##### Texte fourni

Finalement elle affirme agir dans un but d’intérêt général qui aurait été totalement occulté par la commune. Ainsi elle soutient que l’activité de dépôt de matériel inerte sur la parcelle litigieuse en vue d’un tri / recyclage/ réemploi aurait une finalité qui dépasserait son simple intérêt privé mais revêtirait un caractère d’intérêt général, le but étant notamment le recyclage de matériaux, participant ainsi à la préservation de l’environnement naturel. Elle en conclut que l’installation du dépôt sur la parcelle en zone agricole et verte serait légale eu égard tant aux dispositions de la loi du 19 janvier 2004 que des dispositions communales.

##########

* Énoncé 1
Dans les entrées, substitue « loose rock » à « scattered stone » et reproduis tout, depuis le début des entrées jusqu'à la ligne contenant « pixel 184 7 » incluse, sans autre modification.

##### Données brutes

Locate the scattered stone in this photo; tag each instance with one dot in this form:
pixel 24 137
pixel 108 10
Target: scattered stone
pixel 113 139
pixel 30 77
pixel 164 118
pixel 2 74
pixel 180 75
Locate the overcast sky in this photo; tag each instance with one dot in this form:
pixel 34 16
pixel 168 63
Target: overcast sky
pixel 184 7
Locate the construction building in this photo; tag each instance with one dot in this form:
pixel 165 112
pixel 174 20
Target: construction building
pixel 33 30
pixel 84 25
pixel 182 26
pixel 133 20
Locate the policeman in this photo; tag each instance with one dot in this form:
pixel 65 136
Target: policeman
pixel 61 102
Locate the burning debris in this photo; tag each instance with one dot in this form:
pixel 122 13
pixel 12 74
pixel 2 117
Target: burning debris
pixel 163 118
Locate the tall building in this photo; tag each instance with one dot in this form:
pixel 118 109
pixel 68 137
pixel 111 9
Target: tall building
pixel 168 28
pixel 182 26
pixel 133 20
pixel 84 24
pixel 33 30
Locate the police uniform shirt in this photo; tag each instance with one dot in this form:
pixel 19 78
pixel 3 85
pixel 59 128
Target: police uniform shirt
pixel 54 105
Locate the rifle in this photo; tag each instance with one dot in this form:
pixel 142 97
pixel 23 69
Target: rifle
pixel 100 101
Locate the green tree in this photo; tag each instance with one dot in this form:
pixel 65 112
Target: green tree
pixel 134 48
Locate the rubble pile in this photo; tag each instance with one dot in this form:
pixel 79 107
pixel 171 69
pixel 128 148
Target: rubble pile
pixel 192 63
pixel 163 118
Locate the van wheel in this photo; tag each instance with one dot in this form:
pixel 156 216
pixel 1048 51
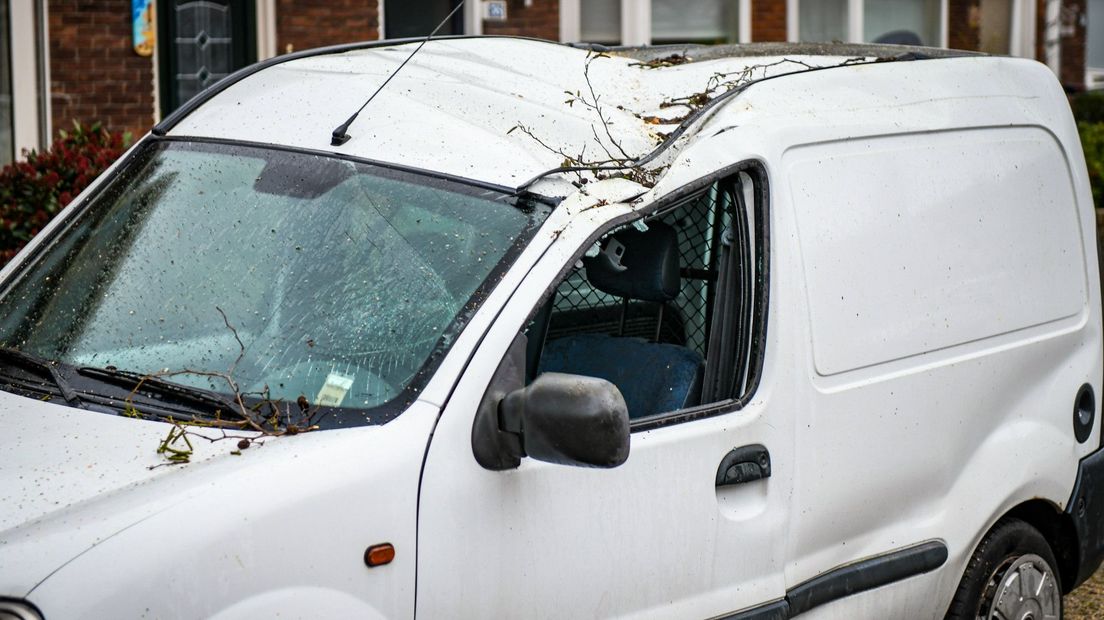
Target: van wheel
pixel 1010 577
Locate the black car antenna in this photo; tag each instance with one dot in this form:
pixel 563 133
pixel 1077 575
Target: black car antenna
pixel 341 134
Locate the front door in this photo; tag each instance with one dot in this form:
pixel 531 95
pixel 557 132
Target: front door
pixel 200 42
pixel 672 532
pixel 417 18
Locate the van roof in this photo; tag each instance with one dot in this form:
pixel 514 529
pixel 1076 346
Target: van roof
pixel 499 110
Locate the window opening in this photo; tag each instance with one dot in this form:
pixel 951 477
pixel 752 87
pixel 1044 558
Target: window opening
pixel 661 308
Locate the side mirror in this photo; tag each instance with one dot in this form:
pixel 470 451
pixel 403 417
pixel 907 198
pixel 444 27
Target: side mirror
pixel 559 418
pixel 569 419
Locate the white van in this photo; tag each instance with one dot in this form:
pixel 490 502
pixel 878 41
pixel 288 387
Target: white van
pixel 544 332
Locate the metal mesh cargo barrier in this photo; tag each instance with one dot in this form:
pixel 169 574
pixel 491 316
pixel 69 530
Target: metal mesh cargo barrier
pixel 580 308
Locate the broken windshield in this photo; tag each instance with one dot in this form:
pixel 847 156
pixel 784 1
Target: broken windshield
pixel 305 276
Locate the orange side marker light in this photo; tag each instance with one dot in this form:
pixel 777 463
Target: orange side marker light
pixel 378 555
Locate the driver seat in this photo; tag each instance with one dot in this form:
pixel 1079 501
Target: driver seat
pixel 654 377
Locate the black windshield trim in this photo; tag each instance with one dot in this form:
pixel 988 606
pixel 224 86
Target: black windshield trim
pixel 364 161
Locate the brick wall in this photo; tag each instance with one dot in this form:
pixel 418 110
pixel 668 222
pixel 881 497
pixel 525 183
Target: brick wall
pixel 94 73
pixel 541 20
pixel 768 20
pixel 963 20
pixel 301 24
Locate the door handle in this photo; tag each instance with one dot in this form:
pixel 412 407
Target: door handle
pixel 744 465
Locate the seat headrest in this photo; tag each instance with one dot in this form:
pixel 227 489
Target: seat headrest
pixel 638 265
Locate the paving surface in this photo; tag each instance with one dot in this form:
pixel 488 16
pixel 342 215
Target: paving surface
pixel 1086 602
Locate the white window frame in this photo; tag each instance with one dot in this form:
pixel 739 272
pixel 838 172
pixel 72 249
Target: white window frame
pixel 855 22
pixel 30 104
pixel 636 21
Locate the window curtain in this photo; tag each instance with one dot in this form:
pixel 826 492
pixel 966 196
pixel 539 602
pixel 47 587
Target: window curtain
pixel 919 17
pixel 694 21
pixel 600 21
pixel 821 20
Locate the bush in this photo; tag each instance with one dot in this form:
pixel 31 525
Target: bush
pixel 1089 107
pixel 1092 142
pixel 33 191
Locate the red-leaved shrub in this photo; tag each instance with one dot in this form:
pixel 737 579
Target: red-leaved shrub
pixel 33 191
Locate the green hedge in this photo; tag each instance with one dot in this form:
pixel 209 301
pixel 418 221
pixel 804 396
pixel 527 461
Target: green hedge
pixel 1089 111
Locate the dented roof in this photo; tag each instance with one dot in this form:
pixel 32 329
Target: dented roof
pixel 498 110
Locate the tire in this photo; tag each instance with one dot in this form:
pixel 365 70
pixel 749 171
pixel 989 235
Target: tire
pixel 1012 574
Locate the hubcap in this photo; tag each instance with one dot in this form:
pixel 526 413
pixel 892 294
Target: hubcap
pixel 1026 590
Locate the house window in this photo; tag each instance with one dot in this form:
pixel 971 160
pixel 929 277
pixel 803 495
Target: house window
pixel 600 21
pixel 694 21
pixel 7 129
pixel 871 21
pixel 644 22
pixel 995 27
pixel 825 20
pixel 893 21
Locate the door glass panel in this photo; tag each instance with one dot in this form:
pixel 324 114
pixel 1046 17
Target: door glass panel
pixel 823 20
pixel 1094 56
pixel 888 20
pixel 996 27
pixel 600 21
pixel 694 21
pixel 6 115
pixel 420 17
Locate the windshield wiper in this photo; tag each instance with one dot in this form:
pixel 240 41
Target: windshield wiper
pixel 41 366
pixel 181 394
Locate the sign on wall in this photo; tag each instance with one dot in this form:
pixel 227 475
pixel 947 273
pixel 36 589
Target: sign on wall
pixel 141 13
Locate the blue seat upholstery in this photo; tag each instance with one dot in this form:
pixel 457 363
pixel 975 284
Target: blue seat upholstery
pixel 654 377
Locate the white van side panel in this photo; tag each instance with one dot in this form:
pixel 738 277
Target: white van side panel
pixel 917 243
pixel 941 444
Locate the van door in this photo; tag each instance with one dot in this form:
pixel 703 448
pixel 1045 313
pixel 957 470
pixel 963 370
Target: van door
pixel 666 533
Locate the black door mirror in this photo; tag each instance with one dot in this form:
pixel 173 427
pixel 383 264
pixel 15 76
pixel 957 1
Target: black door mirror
pixel 569 419
pixel 559 418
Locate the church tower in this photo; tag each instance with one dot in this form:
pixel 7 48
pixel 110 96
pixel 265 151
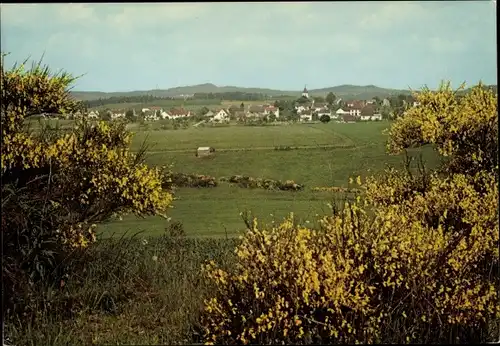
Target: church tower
pixel 305 93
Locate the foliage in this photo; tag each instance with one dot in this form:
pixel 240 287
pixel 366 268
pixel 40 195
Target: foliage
pixel 411 260
pixel 465 129
pixel 129 115
pixel 268 184
pixel 129 290
pixel 189 180
pixel 56 185
pixel 325 118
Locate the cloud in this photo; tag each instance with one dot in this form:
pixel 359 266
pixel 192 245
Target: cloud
pixel 273 42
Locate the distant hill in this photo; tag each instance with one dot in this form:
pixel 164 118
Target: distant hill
pixel 345 91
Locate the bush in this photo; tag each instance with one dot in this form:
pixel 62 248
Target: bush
pixel 411 260
pixel 325 118
pixel 268 184
pixel 283 147
pixel 57 185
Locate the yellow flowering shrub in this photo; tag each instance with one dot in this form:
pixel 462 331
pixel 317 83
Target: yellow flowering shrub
pixel 56 185
pixel 413 259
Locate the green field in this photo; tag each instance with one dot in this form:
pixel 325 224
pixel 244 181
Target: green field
pixel 327 155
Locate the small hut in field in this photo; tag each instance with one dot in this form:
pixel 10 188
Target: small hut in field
pixel 205 152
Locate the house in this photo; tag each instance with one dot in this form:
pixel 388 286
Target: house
pixel 348 118
pixel 370 112
pixel 268 110
pixel 220 116
pixel 319 107
pixel 306 115
pixel 240 115
pixel 255 111
pixel 305 93
pixel 356 104
pixel 301 108
pixel 324 111
pixel 175 113
pixel 117 115
pixel 367 112
pixel 93 115
pixel 151 116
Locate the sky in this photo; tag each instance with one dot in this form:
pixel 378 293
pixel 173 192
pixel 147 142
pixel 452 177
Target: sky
pixel 125 47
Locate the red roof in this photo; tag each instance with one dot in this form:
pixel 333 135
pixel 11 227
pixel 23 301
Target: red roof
pixel 175 111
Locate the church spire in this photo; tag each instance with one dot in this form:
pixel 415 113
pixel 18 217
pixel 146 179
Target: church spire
pixel 305 93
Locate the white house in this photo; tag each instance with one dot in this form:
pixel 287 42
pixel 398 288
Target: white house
pixel 320 107
pixel 370 112
pixel 272 110
pixel 220 116
pixel 115 116
pixel 301 108
pixel 151 116
pixel 178 113
pixel 340 112
pixel 305 116
pixel 355 111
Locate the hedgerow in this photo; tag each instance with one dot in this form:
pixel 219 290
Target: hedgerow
pixel 414 259
pixel 260 183
pixel 56 186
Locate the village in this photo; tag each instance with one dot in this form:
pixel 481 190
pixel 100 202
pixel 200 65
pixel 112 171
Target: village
pixel 307 110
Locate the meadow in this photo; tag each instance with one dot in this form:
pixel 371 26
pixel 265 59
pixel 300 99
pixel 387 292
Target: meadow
pixel 320 155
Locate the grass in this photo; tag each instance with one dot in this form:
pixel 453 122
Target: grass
pixel 353 149
pixel 125 292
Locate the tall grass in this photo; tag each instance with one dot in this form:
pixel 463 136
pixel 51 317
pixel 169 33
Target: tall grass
pixel 127 290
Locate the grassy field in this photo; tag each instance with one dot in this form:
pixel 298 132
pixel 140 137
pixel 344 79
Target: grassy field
pixel 328 155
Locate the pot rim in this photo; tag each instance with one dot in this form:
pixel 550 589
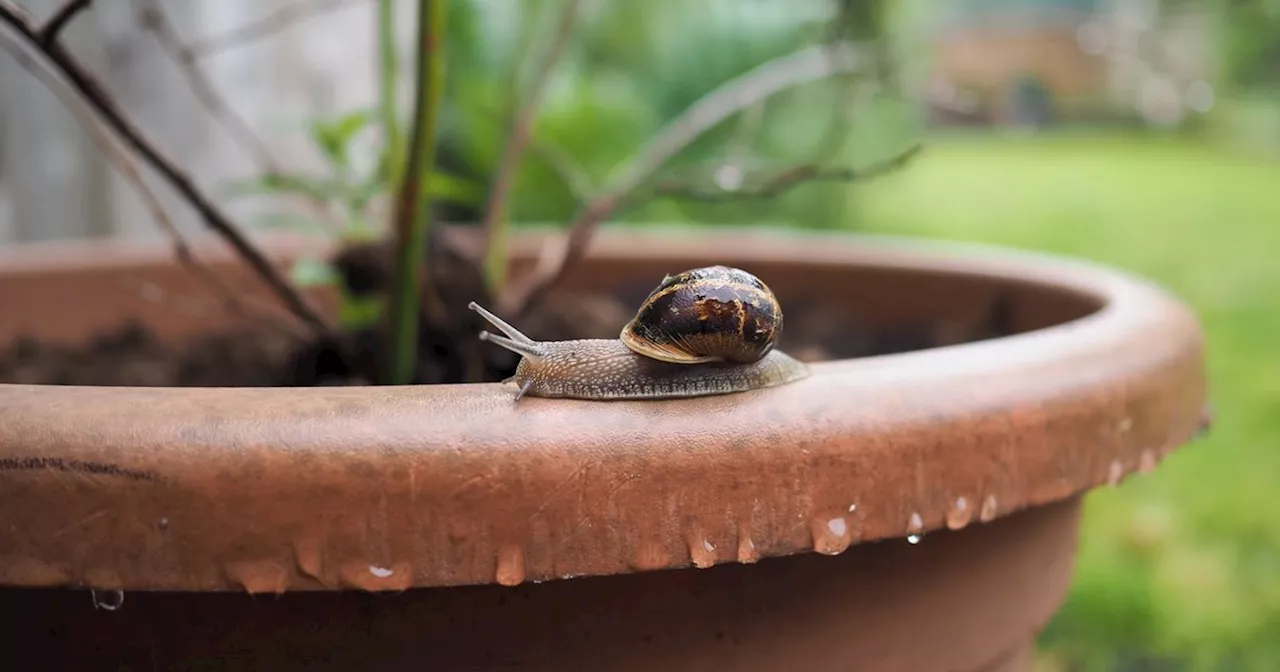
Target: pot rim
pixel 273 489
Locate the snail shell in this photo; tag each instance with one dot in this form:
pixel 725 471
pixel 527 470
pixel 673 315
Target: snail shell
pixel 707 315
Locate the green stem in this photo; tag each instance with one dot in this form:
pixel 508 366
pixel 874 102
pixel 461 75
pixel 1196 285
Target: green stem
pixel 387 63
pixel 414 202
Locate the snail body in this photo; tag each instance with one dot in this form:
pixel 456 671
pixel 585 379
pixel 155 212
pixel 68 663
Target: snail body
pixel 699 333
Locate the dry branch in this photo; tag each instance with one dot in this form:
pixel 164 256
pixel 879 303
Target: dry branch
pixel 734 96
pixel 64 14
pixel 96 97
pixel 155 19
pixel 522 126
pixel 784 181
pixel 128 169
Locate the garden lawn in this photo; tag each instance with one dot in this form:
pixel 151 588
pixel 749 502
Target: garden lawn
pixel 1179 567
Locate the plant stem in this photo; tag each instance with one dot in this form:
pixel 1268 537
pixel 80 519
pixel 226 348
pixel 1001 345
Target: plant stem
pixel 387 63
pixel 414 204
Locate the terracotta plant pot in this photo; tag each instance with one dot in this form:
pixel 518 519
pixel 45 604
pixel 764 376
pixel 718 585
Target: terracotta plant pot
pixel 904 512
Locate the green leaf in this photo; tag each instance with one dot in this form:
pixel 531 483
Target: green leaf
pixel 333 136
pixel 289 220
pixel 312 272
pixel 452 188
pixel 360 312
pixel 314 188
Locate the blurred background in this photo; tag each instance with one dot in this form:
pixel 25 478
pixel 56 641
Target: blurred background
pixel 1138 133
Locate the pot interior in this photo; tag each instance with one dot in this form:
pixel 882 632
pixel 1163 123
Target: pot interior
pixel 835 307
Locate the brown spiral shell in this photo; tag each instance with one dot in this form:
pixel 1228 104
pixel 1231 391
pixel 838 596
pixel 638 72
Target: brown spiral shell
pixel 704 315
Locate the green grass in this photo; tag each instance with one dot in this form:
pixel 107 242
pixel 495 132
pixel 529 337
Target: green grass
pixel 1180 568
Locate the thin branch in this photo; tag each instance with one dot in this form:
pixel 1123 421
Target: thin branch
pixel 266 26
pixel 158 23
pixel 519 137
pixel 734 96
pixel 60 18
pixel 128 169
pixel 96 96
pixel 785 181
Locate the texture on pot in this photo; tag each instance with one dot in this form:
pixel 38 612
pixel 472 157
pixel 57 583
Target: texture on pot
pixel 380 488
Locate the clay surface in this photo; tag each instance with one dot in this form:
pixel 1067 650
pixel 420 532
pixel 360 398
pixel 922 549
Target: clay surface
pixel 280 489
pixel 955 602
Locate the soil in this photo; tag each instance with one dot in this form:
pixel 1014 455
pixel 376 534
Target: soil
pixel 449 351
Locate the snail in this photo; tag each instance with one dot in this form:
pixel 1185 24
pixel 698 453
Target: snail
pixel 708 330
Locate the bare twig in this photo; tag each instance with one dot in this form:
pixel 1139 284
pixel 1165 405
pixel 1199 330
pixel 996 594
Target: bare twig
pixel 266 26
pixel 127 167
pixel 155 19
pixel 64 14
pixel 96 96
pixel 734 96
pixel 519 137
pixel 784 181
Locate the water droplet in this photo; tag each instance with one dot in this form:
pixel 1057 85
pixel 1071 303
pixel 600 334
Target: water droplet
pixel 511 566
pixel 1116 474
pixel 702 552
pixel 830 535
pixel 959 515
pixel 988 508
pixel 368 576
pixel 914 529
pixel 108 599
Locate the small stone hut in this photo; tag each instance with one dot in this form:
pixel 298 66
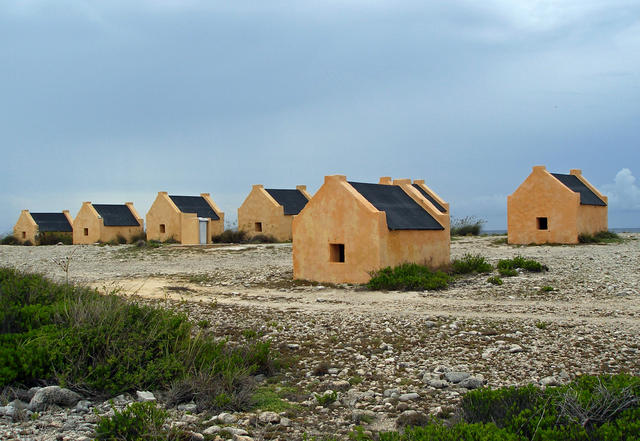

##########

* Énoncé 2
Ressaisis à l'identique le passage du texte fourni qui va de « Finalement elle affirme » jusqu'à « des dispositions communales. », bornes comprises.

* Réponse 1
Locate the loose rock in this photo; tag each instance with one dot in this form:
pixel 24 137
pixel 108 10
Target: loose rock
pixel 113 139
pixel 30 77
pixel 164 118
pixel 2 74
pixel 180 75
Locate the overcast sky in this photo; tag each instance with one dot in this form:
pixel 34 16
pixel 168 63
Target: overcast sky
pixel 184 7

* Réponse 2
Finalement elle affirme agir dans un but d’intérêt général qui aurait été totalement occulté par la commune. Ainsi elle soutient que l’activité de dépôt de matériel inerte sur la parcelle litigieuse en vue d’un tri / recyclage/ réemploi aurait une finalité qui dépasserait son simple intérêt privé mais revêtirait un caractère d’intérêt général, le but étant notamment le recyclage de matériaux, participant ainsi à la préservation de l’environnement naturel. Elle en conclut que l’installation du dépôt sur la parcelle en zone agricole et verte serait légale eu égard tant aux dispositions de la loi du 19 janvier 2004 que des dispositions communales.